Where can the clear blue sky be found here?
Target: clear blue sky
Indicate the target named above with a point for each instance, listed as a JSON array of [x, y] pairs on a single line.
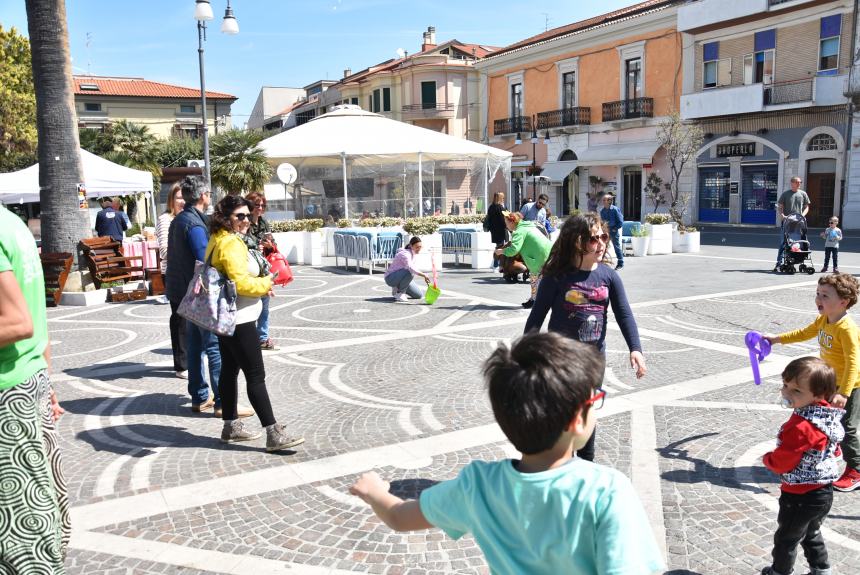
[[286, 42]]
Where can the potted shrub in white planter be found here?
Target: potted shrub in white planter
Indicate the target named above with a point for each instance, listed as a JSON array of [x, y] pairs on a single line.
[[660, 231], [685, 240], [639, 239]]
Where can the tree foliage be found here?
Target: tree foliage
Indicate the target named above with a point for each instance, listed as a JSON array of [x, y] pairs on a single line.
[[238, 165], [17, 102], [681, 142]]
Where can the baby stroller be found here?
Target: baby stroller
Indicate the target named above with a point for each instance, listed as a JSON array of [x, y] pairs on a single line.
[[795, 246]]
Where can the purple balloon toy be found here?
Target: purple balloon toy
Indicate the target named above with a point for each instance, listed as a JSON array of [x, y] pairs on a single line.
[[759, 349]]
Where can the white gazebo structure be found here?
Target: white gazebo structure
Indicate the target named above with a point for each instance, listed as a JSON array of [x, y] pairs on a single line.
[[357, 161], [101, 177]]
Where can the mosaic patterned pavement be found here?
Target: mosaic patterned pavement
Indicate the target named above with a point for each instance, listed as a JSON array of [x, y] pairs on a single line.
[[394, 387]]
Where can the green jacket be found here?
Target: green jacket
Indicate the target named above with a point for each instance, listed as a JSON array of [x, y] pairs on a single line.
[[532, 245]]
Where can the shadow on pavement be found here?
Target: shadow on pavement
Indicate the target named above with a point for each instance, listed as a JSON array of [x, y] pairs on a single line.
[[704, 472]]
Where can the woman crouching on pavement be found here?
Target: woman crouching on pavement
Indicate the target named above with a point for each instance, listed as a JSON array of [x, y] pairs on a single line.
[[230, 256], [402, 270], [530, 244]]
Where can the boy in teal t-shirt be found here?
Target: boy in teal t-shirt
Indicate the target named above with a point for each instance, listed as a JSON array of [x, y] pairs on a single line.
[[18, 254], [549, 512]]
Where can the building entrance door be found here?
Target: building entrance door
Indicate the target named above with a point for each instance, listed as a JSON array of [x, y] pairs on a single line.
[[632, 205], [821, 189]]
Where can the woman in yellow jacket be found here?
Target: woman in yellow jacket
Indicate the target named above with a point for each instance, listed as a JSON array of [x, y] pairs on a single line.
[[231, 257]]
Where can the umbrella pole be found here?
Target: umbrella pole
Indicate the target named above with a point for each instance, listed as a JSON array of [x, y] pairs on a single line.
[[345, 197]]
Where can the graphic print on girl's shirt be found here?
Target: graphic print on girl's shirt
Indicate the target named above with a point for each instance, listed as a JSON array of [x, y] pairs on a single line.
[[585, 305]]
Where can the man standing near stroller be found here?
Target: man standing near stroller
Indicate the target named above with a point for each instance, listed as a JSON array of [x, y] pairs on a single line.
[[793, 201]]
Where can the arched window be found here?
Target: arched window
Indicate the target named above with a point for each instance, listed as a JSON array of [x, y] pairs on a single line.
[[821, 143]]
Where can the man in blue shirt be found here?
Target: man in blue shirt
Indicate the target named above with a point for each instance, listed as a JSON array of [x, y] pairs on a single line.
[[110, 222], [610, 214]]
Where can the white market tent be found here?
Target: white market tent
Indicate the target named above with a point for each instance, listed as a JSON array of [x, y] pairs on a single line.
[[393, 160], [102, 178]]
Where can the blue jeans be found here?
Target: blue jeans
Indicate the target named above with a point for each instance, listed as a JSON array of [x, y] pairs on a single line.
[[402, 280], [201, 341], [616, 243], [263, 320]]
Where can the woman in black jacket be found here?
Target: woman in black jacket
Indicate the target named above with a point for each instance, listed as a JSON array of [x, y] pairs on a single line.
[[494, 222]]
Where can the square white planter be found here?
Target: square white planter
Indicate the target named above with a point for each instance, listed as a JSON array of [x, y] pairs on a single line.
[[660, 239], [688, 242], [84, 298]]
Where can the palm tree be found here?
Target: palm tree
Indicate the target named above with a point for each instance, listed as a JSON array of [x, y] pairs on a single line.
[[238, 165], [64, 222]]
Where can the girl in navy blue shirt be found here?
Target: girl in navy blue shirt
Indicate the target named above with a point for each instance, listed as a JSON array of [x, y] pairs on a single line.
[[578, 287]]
-*-
• _GIVEN PROBLEM_:
Arrange every line of the data above as a numbered list, omitting blank lines and leaving out the pictures.

• _WRITTEN SOLUTION_:
1. Where can the clear blue sky be found here?
2. Target: clear blue sky
3. Indicate the target named above with a point for each instance, listed as a JSON array of [x, y] pairs on a single line.
4. [[286, 42]]
5. Where can the potted shrub in white planter be found here?
6. Target: potted shrub in white planter
7. Indicate the target named above with a point for each instance, listed as a JSON array of [x, y] pairs on a single line.
8. [[660, 231], [685, 240], [639, 239]]
9. Where can the tree foliage be found here?
10. Target: tree foliage
11. Indicate the target named above with a point for each instance, listed as a JSON array of [x, y] pairs on a single line.
12. [[238, 165], [17, 102], [681, 142]]
13. Where can the baby stroller be found here?
14. Target: baby stroller
15. Indicate the target named above with a point for each instance, listed as a JSON array of [x, y] pairs on a single line.
16. [[795, 246]]
17. Where can the purple balloon toy be found here?
18. Target: purple balloon toy
19. Indicate the target named above with a point for each instance, listed as a JSON array of [x, y] pairs on a single line.
20. [[759, 349]]
21. Where can the white gazebo structure be found here?
22. Target: white gazebo structure
23. Indicate the target named above with a point for each instance, listed as a JSON array of [x, y] pairs on a single line.
24. [[357, 161], [101, 177]]
25. Where can the mosaic patterned pavement be found here?
26. Target: mosaic patterned pavement
27. Indicate the target named above with a point for each instance, listed as a JSON array of [x, y] pairs on a single line.
28. [[394, 387]]
29. Where can the green jacket be found here?
30. Target: green jacket
31. Indicate the target named above with a point for each instance, listed as a JSON array of [x, y] pairs on a single line.
32. [[532, 245]]
33. Where can the shadow on pavement be found here?
34. Target: shadow on pavement
35. Indicate the target named above with a point for each instance, listed as a JSON array of [x, y] pairs on a single line.
36. [[704, 472]]
37. Where can the woman crouching on pavement be found here?
38. Target: woman crouching on pavement
39. Indicate the target named above with a point for each instance, listed as a JSON array of [x, y] pairs on a single line.
40. [[230, 256], [402, 270], [530, 244]]
41. Where can the boy in teal t-shirt be found here?
42. Target: boy in teal t-shirt
43. Indicate the target named above with a point for each instance, listed as a JSON array of [x, y] pairs on a single line.
44. [[18, 254], [549, 512]]
45. Where can the building entrance door be found here?
46. Target: building entrance door
47. Indicate the target named above with a point for each instance, listed as a JSON array of [x, y] pairs on a single line.
48. [[632, 205], [821, 189]]
49. Where can the woman in yellow jacket be found here?
50. Target: woman in yellow jacket
51. Indicate the target named above with a point for each instance, listed as a JSON array of [x, y] pairs on a single line.
52. [[231, 257]]
53. Where can the umbrella pole be found here?
54. Target: umbrella pole
55. Indicate the target named above with a point for each instance, listed as a JSON array of [x, y] pairs on a single line.
56. [[345, 197]]
57. Where can the graphic print on girl's shirt be found here?
58. Target: graphic print on girl's shirt
59. Indicate the target named above with a point for each instance, listed as a JSON array of [x, y] pairs on a single line.
60. [[585, 305]]
61. Where can the man standing near stroller be found here?
62. Target: man standing near stroller
63. Indicate the target named above with a point for each instance, listed as a JSON array of [x, y] pairs on a single line.
64. [[793, 201]]
65. Where can the arched window be found here?
66. Target: arched window
67. Indicate the target named above with a point for each instance, listed as a JSON array of [x, y] pairs on a single line.
68. [[821, 143]]
69. Where can the man in blue shirt be found here?
70. Target: man in blue shirt
71. Indicate the target named above with a point for each instance, listed as a JSON array of [x, y] pairs on a single line.
72. [[110, 222], [610, 214]]
73. Where can the white market tent be found here?
74. Target: white market tent
75. Indicate the target named above with a point for each instance, listed as a JSON array of [x, y] pairs on a single line.
76. [[393, 160], [102, 178]]
77. Where can the blue jeans be found here?
78. Target: blue jeans
79. Indicate the target named above with a point for each instance, listed as a JSON array of [x, y] pairs on a single line.
80. [[402, 280], [201, 341], [616, 243], [263, 320]]
81. Where can the woman in black jacket be found here?
82. Target: woman in black jacket
83. Indicate the target named above with a point for each instance, listed as a JSON array of [x, y] pairs on a single line.
84. [[494, 222]]
85. Where can the square white planter be found here?
86. Target: square white planter
87. Indicate the target named above with a point for each instance, listed as a JSON array of [x, y] pairs on a single line.
88. [[660, 239], [688, 242], [84, 298]]
89. Where can the palm tree be found here?
90. Target: palm tree
91. Indicate the target named above with a point for each instance, listed as a JSON array of [x, y] pairs on a single line.
92. [[238, 165], [64, 222]]
93. Where can the girl in navy blue shirt be found here?
94. Target: girl in navy blue shirt
95. Indicate the target named above with a point for each instance, listed as a JSON array of [x, y] pairs on a single line.
96. [[578, 287]]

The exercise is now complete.